* **Task material**:
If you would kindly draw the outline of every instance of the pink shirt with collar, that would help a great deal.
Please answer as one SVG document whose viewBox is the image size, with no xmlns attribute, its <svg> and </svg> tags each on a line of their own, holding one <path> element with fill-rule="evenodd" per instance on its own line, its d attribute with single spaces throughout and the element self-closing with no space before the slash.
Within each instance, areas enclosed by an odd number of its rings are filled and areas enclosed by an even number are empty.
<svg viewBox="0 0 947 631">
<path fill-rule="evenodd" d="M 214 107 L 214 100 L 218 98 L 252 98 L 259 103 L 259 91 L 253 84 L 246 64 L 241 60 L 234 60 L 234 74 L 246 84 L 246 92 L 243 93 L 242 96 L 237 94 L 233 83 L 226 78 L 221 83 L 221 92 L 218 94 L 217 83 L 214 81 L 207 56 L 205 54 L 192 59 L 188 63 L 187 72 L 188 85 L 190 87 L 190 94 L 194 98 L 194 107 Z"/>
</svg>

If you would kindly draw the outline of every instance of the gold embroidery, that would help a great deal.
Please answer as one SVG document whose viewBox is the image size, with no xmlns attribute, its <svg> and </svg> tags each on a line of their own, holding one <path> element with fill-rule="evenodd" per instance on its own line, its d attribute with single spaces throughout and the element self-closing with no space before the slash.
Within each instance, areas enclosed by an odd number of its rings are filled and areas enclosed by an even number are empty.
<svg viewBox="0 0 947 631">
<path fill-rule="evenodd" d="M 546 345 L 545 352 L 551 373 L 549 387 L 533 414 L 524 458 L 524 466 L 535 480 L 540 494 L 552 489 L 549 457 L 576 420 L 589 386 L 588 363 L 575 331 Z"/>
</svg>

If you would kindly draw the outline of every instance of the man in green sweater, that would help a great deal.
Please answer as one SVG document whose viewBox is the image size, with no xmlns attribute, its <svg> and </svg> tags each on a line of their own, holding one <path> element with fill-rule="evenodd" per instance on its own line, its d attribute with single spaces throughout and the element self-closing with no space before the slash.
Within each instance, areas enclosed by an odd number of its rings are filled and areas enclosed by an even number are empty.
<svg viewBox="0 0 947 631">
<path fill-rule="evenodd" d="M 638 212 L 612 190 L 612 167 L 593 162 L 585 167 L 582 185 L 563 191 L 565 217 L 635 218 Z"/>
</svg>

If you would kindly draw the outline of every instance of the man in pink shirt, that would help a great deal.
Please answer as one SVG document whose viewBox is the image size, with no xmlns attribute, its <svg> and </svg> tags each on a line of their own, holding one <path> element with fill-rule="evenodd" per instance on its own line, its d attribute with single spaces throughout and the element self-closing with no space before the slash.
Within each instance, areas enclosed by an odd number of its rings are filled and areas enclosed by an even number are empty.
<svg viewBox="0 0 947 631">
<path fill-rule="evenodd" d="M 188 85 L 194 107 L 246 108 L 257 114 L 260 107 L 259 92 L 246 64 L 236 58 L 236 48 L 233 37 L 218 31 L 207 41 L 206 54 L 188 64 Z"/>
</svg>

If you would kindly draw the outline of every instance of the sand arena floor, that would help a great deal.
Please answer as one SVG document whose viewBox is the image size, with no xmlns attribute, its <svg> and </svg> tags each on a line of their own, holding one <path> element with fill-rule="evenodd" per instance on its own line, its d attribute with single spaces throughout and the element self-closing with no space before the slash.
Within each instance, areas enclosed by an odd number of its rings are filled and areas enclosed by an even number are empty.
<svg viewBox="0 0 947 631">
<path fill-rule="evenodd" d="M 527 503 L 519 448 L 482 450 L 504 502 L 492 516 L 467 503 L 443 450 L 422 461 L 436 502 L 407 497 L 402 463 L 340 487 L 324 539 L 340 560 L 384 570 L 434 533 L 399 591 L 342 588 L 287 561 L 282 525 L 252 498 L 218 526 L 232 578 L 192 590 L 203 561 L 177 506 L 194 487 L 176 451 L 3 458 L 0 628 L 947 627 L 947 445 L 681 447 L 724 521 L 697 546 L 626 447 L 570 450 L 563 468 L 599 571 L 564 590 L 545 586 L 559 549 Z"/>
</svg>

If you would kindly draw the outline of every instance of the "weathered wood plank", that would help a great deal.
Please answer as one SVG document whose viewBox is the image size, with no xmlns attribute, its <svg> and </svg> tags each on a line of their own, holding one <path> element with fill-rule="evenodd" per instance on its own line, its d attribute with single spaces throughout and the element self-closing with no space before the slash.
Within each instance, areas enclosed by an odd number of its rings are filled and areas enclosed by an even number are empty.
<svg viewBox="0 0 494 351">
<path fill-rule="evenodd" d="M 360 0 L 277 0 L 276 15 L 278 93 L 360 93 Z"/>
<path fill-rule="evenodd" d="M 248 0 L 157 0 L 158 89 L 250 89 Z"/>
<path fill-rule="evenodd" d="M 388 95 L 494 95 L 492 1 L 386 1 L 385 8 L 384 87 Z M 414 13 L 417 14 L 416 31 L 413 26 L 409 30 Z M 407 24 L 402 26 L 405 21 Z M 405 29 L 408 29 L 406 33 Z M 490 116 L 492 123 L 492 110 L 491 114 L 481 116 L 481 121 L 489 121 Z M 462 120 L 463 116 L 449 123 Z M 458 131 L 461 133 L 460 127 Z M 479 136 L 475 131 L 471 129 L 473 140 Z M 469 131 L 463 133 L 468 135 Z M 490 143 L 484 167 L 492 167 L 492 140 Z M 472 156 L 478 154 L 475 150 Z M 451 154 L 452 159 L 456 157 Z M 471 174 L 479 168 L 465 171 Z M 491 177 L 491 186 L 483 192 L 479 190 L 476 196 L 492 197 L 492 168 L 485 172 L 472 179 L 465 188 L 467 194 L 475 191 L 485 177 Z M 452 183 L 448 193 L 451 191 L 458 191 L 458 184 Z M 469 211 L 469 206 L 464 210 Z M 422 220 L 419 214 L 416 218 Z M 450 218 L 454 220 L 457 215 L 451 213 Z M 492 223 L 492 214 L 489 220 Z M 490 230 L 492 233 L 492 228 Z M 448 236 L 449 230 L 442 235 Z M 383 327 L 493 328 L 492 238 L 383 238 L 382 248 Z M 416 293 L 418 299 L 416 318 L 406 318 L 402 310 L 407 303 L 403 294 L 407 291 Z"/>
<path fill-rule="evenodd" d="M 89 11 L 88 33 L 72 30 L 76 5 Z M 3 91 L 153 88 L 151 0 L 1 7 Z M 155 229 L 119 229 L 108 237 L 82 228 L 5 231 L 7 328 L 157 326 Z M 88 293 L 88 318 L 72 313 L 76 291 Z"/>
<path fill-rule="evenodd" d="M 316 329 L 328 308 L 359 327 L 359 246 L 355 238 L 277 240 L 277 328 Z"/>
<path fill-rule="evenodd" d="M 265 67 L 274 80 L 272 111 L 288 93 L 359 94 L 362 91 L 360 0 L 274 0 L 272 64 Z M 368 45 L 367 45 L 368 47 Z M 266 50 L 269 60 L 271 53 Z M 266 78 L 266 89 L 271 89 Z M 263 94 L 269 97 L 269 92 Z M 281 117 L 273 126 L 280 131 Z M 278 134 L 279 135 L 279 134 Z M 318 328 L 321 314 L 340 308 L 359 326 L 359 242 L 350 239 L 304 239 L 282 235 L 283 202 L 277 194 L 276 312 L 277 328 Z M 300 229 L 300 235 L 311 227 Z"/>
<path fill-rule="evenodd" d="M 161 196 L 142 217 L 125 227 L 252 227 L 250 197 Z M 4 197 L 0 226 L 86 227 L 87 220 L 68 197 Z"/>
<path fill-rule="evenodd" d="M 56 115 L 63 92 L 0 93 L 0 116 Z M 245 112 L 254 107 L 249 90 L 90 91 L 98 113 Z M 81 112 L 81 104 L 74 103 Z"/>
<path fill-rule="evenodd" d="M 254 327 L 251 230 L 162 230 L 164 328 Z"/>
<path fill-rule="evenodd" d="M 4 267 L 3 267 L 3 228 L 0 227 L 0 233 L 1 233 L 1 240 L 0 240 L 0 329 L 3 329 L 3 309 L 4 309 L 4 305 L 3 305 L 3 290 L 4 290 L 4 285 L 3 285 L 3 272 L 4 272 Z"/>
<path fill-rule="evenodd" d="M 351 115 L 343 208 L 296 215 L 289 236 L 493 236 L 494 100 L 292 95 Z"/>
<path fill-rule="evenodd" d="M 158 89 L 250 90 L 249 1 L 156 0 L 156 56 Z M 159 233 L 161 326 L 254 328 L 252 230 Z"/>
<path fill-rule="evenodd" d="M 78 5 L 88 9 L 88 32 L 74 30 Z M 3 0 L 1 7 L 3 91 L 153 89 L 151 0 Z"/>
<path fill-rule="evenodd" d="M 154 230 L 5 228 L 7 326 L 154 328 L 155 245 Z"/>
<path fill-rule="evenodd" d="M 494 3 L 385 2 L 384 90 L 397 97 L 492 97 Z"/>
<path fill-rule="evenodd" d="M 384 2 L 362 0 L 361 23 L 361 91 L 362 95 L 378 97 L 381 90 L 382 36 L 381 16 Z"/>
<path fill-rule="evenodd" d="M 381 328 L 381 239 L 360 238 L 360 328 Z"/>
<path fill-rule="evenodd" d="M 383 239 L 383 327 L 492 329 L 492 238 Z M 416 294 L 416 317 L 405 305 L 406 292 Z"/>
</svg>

---

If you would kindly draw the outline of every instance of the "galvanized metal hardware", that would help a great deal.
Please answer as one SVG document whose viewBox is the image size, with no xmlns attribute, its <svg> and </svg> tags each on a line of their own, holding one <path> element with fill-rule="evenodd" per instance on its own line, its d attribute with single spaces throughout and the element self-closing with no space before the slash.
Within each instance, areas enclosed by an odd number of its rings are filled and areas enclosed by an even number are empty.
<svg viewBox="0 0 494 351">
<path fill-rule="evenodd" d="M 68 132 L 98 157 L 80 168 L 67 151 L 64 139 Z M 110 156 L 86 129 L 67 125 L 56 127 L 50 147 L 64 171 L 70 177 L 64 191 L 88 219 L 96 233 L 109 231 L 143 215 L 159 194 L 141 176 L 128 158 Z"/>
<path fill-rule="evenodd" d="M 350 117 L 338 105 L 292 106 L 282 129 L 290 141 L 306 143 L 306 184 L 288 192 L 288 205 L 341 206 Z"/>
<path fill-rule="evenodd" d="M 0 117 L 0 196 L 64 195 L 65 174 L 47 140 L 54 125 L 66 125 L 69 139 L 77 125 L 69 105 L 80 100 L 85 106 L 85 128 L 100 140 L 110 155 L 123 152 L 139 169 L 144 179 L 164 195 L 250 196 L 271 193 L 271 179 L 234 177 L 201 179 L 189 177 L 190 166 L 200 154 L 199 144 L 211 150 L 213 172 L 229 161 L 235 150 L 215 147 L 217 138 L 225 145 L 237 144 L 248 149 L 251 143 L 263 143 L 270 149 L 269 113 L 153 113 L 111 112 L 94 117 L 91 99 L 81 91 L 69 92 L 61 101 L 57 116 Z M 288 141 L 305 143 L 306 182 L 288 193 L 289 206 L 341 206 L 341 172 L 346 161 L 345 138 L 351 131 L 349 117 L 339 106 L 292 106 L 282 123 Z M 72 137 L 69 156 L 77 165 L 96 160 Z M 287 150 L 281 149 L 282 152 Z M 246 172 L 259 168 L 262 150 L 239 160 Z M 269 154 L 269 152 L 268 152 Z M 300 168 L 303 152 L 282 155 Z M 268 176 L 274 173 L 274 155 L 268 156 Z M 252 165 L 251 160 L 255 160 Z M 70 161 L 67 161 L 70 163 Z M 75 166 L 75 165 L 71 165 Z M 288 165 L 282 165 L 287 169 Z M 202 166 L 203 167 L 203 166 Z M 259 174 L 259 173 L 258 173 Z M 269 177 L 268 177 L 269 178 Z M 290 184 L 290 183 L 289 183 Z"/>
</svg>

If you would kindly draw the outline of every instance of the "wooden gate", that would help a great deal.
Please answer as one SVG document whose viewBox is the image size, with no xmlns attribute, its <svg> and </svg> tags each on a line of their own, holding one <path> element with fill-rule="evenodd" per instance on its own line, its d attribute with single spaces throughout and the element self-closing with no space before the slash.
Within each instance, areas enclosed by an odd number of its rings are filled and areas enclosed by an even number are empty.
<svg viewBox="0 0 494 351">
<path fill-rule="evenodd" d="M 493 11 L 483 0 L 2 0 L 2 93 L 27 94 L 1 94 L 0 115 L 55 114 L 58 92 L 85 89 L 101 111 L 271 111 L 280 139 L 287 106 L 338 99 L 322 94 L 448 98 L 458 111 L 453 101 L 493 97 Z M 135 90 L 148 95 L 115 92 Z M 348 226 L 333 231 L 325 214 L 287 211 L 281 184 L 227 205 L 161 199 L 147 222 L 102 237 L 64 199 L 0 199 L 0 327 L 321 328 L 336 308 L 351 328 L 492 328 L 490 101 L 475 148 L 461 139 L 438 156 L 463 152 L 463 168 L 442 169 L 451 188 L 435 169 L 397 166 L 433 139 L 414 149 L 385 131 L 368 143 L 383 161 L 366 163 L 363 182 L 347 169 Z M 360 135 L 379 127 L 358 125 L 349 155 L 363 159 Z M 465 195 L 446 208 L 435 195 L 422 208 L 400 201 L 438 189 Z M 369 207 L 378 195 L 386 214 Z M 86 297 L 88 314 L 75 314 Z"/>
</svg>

* **Directions for this task**: Identify every line of the records that contains the word "pink", and copy each of those lines in full. Case counts.

* **Result of this task**:
If you would kindly draw the outline of every instance of the pink shirt with collar, that would help a great deal.
If you would kindly draw the outline of every instance of the man in pink shirt, that would help a great deal.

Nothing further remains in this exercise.